__WRITTEN INSTRUCTION 1__.
In the forum thread, what part did one poster replace to get their SATA DVD drive working again?

__TEXT__.
Trying to review any support information on the game is also awkward as well since their support address is found in the game's manual.  http://www.mafiaglobalsupport.com/

Apparently others are running into the exact same type of problem with the installation failing right after inserting the second disk or running it.  http://www.buyzillion.com/B00004U8K2/Reviews/Mafia.html

I had a similar problem with Rainbow Six a few years back where it simply wouldn't go on 98SE or XP there. Yet like one description pointed out other even older games go right on. One review pointed at even buying a new set of disks and still not getting anywhere at the link there ruling out damage to a cd.

Have you tried any other cd installers in case the drive or drive cable is the problem? I recently had to replace the data cable for the sata dvd drive here when you couldn't boot from the Vista dvd or GParted live. Now the drive will see rws as well as dvd-rs.


----------



## PunterCam

It'll be a damaged disk. I had a similar problem with max payne 2 a few months back, intalled to the same point everytime on several computers. Wasn't any obvious damage to the disk but I guess it was there


----------



## PC eye

The game disks may or may not be simply bad or damaged. Every once in awhile you simply end up with a stubborn installer when the conditions aren't just right to see an install complete. The common trend now is to see at least 1-2gb of memory with others running 64bit for 4gb or more. 

The software portion on the other hand was geared for 256mb, 512mb, 1gb assuming the average prebuild standard in the design. Simply copying files to the drive certainly won't work since it's software that requires an installer to create the folders/sub folders as well as the new registry entries instructing Windows what to load when the game is run.


----------

__WRITTEN INSTRUCTION 2__.
In the records, switch "instance" to "occurrence" from the line holding "Task: point out every instance of the coffee" through the end of the records, both ends included, and give back only those lines. Don't include the pictures.

[Image location labeling entries]
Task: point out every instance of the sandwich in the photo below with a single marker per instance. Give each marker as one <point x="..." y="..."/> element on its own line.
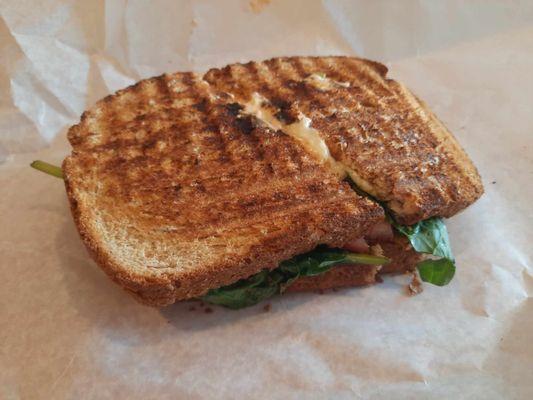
<point x="291" y="174"/>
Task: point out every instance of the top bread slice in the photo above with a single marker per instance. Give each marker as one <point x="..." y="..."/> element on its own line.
<point x="387" y="140"/>
<point x="175" y="190"/>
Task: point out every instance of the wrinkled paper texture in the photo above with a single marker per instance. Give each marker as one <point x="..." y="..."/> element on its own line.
<point x="68" y="332"/>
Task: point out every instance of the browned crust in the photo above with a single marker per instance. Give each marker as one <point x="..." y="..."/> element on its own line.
<point x="330" y="213"/>
<point x="331" y="225"/>
<point x="398" y="149"/>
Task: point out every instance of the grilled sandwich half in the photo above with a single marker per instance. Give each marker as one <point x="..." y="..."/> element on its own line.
<point x="239" y="184"/>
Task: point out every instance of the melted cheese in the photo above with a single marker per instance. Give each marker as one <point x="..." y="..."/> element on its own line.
<point x="320" y="81"/>
<point x="301" y="130"/>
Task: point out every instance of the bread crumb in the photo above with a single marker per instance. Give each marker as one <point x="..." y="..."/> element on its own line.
<point x="258" y="5"/>
<point x="377" y="250"/>
<point x="415" y="287"/>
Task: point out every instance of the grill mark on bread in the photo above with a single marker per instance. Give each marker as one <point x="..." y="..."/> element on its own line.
<point x="224" y="249"/>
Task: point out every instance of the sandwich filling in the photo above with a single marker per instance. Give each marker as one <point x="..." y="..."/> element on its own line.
<point x="428" y="236"/>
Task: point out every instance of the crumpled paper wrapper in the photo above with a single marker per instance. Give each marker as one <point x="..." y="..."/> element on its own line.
<point x="69" y="332"/>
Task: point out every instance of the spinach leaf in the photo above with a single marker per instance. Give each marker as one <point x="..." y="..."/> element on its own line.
<point x="438" y="272"/>
<point x="431" y="237"/>
<point x="265" y="284"/>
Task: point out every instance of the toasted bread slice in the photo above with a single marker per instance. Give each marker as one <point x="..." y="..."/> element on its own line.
<point x="176" y="191"/>
<point x="385" y="138"/>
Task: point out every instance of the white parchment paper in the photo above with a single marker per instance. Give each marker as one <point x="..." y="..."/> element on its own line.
<point x="67" y="332"/>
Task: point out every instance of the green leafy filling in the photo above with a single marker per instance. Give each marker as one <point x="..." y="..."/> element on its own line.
<point x="431" y="237"/>
<point x="267" y="283"/>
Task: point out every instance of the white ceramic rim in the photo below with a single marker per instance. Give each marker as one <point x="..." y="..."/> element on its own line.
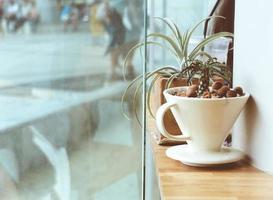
<point x="167" y="93"/>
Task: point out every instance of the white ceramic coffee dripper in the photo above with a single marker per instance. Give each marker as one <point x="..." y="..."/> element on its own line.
<point x="205" y="123"/>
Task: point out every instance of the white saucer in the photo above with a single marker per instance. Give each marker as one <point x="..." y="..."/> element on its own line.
<point x="183" y="154"/>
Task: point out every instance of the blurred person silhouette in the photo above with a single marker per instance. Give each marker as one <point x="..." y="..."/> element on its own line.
<point x="11" y="14"/>
<point x="28" y="14"/>
<point x="70" y="15"/>
<point x="112" y="15"/>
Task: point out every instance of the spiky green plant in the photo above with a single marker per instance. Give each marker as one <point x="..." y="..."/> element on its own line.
<point x="206" y="69"/>
<point x="190" y="64"/>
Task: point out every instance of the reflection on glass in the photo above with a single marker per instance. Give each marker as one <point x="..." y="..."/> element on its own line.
<point x="62" y="132"/>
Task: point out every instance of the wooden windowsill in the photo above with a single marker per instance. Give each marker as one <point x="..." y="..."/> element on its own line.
<point x="238" y="181"/>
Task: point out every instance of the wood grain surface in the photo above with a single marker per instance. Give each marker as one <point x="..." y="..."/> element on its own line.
<point x="238" y="181"/>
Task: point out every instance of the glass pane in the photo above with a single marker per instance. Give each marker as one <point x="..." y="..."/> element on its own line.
<point x="62" y="131"/>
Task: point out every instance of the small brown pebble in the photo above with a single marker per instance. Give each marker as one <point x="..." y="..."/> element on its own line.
<point x="192" y="91"/>
<point x="223" y="91"/>
<point x="207" y="95"/>
<point x="239" y="91"/>
<point x="217" y="85"/>
<point x="194" y="87"/>
<point x="231" y="93"/>
<point x="181" y="94"/>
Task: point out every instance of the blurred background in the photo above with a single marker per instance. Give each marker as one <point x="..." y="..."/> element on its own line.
<point x="62" y="132"/>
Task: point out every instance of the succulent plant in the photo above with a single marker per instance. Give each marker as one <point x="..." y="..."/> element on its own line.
<point x="191" y="64"/>
<point x="206" y="70"/>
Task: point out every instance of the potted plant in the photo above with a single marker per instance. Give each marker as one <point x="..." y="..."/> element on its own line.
<point x="185" y="73"/>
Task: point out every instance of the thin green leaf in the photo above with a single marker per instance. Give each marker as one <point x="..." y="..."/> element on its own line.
<point x="149" y="94"/>
<point x="207" y="40"/>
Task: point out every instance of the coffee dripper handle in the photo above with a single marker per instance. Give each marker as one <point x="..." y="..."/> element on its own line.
<point x="160" y="123"/>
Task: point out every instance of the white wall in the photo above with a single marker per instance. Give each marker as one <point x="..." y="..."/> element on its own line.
<point x="253" y="69"/>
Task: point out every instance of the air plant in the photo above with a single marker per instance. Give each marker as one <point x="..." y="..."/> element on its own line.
<point x="191" y="64"/>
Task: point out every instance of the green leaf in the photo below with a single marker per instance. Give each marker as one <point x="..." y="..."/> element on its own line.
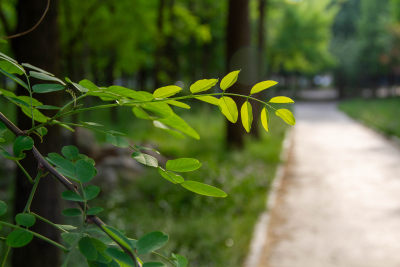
<point x="178" y="104"/>
<point x="120" y="256"/>
<point x="247" y="115"/>
<point x="261" y="86"/>
<point x="203" y="85"/>
<point x="286" y="115"/>
<point x="87" y="248"/>
<point x="11" y="67"/>
<point x="183" y="165"/>
<point x="85" y="171"/>
<point x="203" y="189"/>
<point x="19" y="238"/>
<point x="151" y="242"/>
<point x="118" y="236"/>
<point x="229" y="80"/>
<point x="45" y="77"/>
<point x="21" y="144"/>
<point x="47" y="88"/>
<point x="264" y="118"/>
<point x="145" y="159"/>
<point x="72" y="196"/>
<point x="71" y="238"/>
<point x="281" y="99"/>
<point x="179" y="260"/>
<point x="70" y="152"/>
<point x="94" y="210"/>
<point x="25" y="219"/>
<point x="208" y="99"/>
<point x="72" y="212"/>
<point x="228" y="108"/>
<point x="118" y="141"/>
<point x="170" y="176"/>
<point x="36" y="68"/>
<point x="3" y="208"/>
<point x="166" y="91"/>
<point x="91" y="192"/>
<point x="153" y="264"/>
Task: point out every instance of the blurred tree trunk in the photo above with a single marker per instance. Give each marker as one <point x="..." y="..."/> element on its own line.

__FULL OUTPUT 1__.
The data cable for the SATA DVD drive.

__FULL OUTPUT 2__.
Task: point out every occurrence of the coffee dripper handle in the photo above with a single marker per occurrence. Give each marker as one <point x="..." y="..."/> element on its own line.
<point x="160" y="123"/>
Task: point out every occurrence of the white wall in the photo above with a single marker per occurrence. Give each marker as one <point x="..." y="..."/> element on its own line.
<point x="253" y="69"/>
Task: point out every occurrence of the air plant in the photo above with a single marker per occurrence. Give each marker as one <point x="..." y="..."/> element on its own line.
<point x="191" y="64"/>
Task: point out every occurrence of the green leaf in the photo below with a single marker per occurrence. Give each marker as one <point x="..." y="..."/> element on its own line.
<point x="178" y="104"/>
<point x="120" y="256"/>
<point x="247" y="115"/>
<point x="261" y="86"/>
<point x="203" y="85"/>
<point x="286" y="115"/>
<point x="87" y="248"/>
<point x="11" y="67"/>
<point x="183" y="165"/>
<point x="85" y="171"/>
<point x="203" y="189"/>
<point x="19" y="238"/>
<point x="151" y="242"/>
<point x="118" y="236"/>
<point x="229" y="80"/>
<point x="45" y="77"/>
<point x="21" y="144"/>
<point x="47" y="88"/>
<point x="264" y="118"/>
<point x="145" y="159"/>
<point x="72" y="196"/>
<point x="71" y="238"/>
<point x="281" y="99"/>
<point x="179" y="260"/>
<point x="70" y="152"/>
<point x="94" y="210"/>
<point x="25" y="219"/>
<point x="208" y="99"/>
<point x="72" y="212"/>
<point x="228" y="108"/>
<point x="118" y="141"/>
<point x="170" y="176"/>
<point x="36" y="68"/>
<point x="3" y="208"/>
<point x="166" y="91"/>
<point x="91" y="192"/>
<point x="153" y="264"/>
Task: point out every occurrence of the blurred tree trunk in the photo above with a single marker per occurrence. Give each marker as one <point x="..." y="..."/> element on its own line.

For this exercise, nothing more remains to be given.